* _WORK ITEM_: All lines containing the string "wall" must be copied from the entries.

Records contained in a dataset
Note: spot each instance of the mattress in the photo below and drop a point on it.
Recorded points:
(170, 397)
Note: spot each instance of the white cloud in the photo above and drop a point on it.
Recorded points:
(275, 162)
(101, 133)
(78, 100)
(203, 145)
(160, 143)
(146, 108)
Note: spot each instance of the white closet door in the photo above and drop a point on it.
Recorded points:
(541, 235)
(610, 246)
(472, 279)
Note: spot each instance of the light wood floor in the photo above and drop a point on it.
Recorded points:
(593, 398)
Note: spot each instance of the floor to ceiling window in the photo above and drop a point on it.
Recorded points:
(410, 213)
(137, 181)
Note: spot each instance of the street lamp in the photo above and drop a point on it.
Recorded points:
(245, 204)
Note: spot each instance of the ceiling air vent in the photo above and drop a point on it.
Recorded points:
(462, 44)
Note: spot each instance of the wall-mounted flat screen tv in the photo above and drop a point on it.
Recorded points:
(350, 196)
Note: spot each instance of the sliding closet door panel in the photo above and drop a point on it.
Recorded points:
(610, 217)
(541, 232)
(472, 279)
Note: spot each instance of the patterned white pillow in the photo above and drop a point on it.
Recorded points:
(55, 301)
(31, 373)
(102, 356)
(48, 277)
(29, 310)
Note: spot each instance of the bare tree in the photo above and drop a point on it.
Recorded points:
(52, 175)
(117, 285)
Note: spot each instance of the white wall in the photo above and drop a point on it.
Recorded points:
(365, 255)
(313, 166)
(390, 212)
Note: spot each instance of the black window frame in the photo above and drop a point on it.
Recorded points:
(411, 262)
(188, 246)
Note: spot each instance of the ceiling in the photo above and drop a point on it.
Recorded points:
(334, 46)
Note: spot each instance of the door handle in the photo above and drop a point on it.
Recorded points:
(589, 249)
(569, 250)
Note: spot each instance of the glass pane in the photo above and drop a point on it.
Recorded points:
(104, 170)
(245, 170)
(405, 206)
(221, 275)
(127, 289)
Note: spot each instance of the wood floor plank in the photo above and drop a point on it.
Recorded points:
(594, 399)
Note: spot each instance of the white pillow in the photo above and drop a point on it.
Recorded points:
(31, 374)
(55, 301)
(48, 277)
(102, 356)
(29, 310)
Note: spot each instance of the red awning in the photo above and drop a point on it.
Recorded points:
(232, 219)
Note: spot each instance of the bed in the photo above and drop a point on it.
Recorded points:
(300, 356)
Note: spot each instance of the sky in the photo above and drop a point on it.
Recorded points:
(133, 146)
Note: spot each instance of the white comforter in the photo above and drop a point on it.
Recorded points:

* _YOUR RESPONSE_:
Note: spot each instance of the wall-mounted flat screen tv in the photo above and drop a point on it.
Note: spot each instance of the white wall in the photo above and drop a point on it.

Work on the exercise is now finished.